TEXTO DE REFERENCIA:
--
Son esas versiones de un mismo país las que atraviesan la vida de este hombre y las que el lector conseguirá en las páginas de La lucha que no acaba (Fanarte), una biografía del político venezolano Rafael Guerra Ramos escrita por María Teresa Romero y prologada por Moisés Naím. Al lector de estas Barbitúricas quizá no le resulte familiar este personaje que lleva por primer apellido la palabra combate. No se apure, lector; sus compatriotas tampoco recuerdan quién es Rafael Guerra Ramos. Le ocurre a los países cuando los gobierna durante años un mismo régimen: pierden los recuerdos con la misma velocidad que pierden los dientes.

"En casi cien años de vida, Rafael Guerra Ramos ha visto esa extraña forma en que los países se alumbran —el esfuerzo del paritorio— y luego se matan."

Ésta es, sin duda, una historia venezolana. Lleva el germen del genio y la tragedia. Rafael Guerra Ramos es un ser excepcional, alguien cuya vida atestigua el ascenso y desarrollo de una Venezuela extinta; él fue uno de sus constructores, actor directo y memoria viva. Alguien que todavía alza su voz en el aquelarre. No es casual, insisto, que entre el primer nombre y el segundo apellido de este hombre permanezca la guerra como una estirpe. La genealogía de quienes luchan porque llevan una vida entera rehaciendo los significados de la palabra combatir. No es casual.
--
DESAFÍOS:
A - Indica si cada afirmación coincide con el texto sobre Rafael Guerra Ramos, respondiendo sí o no y citando literalmente las palabras que lo deciden: (i) la biografía la escribió Moisés Naím; (ii) el libro se titula La lucha que no acaba; (iii) los compatriotas de Rafael Guerra Ramos recuerdan bien quién es.
B - Por favor, continúa el texto sobre Rafael Guerra Ramos a partir de su última frase.
El listado es material aparte, sin relación con el texto sobre Rafael Guerra Ramos.
--
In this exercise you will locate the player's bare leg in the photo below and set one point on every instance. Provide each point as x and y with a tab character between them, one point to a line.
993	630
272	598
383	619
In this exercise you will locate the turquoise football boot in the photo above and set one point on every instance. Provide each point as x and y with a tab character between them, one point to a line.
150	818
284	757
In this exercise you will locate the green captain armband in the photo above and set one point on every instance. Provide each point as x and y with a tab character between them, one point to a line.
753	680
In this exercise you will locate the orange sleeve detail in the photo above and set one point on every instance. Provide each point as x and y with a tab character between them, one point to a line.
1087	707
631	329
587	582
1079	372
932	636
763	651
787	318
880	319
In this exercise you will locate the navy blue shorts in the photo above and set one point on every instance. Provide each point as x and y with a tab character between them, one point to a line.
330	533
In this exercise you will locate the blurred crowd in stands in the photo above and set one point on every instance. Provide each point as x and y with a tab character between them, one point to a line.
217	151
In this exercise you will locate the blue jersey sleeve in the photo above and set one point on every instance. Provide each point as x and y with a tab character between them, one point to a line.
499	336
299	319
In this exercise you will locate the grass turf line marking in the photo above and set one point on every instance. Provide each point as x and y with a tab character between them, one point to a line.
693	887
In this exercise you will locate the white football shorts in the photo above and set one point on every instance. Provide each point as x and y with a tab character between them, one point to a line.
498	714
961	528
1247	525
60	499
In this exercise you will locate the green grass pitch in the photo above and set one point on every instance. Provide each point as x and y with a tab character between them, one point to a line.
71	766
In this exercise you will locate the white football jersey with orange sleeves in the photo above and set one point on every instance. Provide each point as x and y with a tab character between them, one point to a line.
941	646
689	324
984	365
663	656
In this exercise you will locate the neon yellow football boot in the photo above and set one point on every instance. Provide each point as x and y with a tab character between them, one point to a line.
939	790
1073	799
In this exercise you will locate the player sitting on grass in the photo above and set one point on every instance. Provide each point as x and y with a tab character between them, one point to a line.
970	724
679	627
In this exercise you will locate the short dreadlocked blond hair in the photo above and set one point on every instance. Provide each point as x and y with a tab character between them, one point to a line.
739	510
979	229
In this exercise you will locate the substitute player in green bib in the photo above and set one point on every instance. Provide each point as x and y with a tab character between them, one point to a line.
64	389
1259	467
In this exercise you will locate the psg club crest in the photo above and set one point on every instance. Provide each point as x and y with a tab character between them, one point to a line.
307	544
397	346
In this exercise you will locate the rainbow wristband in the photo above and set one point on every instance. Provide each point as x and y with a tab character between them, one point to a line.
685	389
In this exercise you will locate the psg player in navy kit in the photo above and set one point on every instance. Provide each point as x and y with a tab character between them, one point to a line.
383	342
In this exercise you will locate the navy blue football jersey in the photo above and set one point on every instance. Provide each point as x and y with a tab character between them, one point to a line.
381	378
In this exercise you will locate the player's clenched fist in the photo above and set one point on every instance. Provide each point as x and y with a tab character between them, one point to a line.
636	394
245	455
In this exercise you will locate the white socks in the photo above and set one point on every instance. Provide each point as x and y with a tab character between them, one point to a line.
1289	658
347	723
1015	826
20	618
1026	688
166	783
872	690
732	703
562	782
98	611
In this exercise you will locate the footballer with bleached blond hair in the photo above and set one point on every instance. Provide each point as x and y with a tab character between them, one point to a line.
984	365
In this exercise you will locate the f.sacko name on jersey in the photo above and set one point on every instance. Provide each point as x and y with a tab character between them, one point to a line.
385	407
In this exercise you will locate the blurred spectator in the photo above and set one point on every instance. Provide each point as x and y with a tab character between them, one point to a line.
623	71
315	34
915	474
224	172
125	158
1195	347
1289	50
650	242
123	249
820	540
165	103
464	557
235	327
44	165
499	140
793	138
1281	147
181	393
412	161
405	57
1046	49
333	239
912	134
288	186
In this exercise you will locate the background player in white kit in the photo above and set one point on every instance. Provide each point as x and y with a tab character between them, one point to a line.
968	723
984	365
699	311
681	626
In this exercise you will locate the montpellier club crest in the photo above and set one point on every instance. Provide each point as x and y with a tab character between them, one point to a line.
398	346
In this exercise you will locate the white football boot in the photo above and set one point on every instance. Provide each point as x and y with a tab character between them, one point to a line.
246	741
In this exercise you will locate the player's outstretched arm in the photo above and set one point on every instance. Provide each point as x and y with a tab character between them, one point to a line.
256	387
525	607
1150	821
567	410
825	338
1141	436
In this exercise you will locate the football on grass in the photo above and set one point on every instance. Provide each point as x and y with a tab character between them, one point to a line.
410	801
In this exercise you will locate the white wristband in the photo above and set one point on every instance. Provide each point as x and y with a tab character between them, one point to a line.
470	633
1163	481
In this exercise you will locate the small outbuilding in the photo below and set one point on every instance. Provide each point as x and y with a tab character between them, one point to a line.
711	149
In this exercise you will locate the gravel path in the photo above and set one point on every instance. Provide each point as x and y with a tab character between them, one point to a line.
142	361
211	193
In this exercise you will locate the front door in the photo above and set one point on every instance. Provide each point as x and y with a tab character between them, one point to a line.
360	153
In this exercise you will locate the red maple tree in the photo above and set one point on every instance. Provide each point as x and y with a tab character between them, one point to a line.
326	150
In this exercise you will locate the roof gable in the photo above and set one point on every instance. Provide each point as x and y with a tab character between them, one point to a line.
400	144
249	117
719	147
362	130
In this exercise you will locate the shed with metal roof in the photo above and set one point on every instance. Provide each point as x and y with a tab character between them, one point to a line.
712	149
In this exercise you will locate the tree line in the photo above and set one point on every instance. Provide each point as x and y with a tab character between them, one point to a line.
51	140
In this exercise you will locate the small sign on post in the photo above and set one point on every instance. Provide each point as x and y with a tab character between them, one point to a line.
--
RESPUESTAS:
A -
(i) No: «escrita por María Teresa Romero y prologada por Moisés Naím».
(ii) Sí: «en las páginas de La lucha que no acaba (Fanarte)».
(iii) No: «sus compatriotas tampoco recuerdan quién es Rafael Guerra Ramos».

B -
En casi cien años de vida, Rafael Guerra Ramos ha visto esa extraña forma en que los países se alumbran —el esfuerzo del paritorio— y luego se matan. Ese momento en que descerrajan el tiro del olvido. Se desfiguran con el disparo de la escopeta de perdigones. Rafael Guerra Ramos nació en Guárico, los  llanos centrales venezolanos, en 1930, dos años después de la irrupción de aquella generación prodigiosa que se levantó contra la dictadura de Juan Vicente Gómez, el dictador gobernó el país durante 27 años hasta su muerte. Nació un año más tarde de la publicación de Doña Bárbara y de la trágica expedición del Falke. Como el país palúdico que se movía allá donde reventaba un pozo petrolero, Guerra Ramos también vivió el éxodo del campo. Pasó de los campos a las plantaciones de arroz, luego se buscó la vida en la capital, Caracas.

De muchacho vio la Venezuela del 46, la que tuvo por presidente de su  Asamblea  Nacional Constituyente a un poeta, Andrés Eloy Blanco, y de presidente de la República a un novelista, Rómulo Gallegos. En el liceo Fermín Toro se batió como los buenos. Militó en el Partido Comunista Venezolano. Luchó en la clandestinidad contra el dictador Marcos Pérez Jiménez en los años cincuenta. Ayudó a instaurar un régimen democrático contra el que se levantó luego en armas. Se fue a la guerrilla y volvió de ella exhausto. Con el corazón hambreado y tiroteado de preguntas. Aprendió que la rectificación es todavía más democrática que cualquier obcecación. Que de la derrota aparecen nuevos caminos.

"Leo La lucha que no acaba durante un verano bronco en el que Venezuela se desangra con más intensidad. Leo después de 90 días de protestas. Leo después de un centenar de muertos por represión oficial."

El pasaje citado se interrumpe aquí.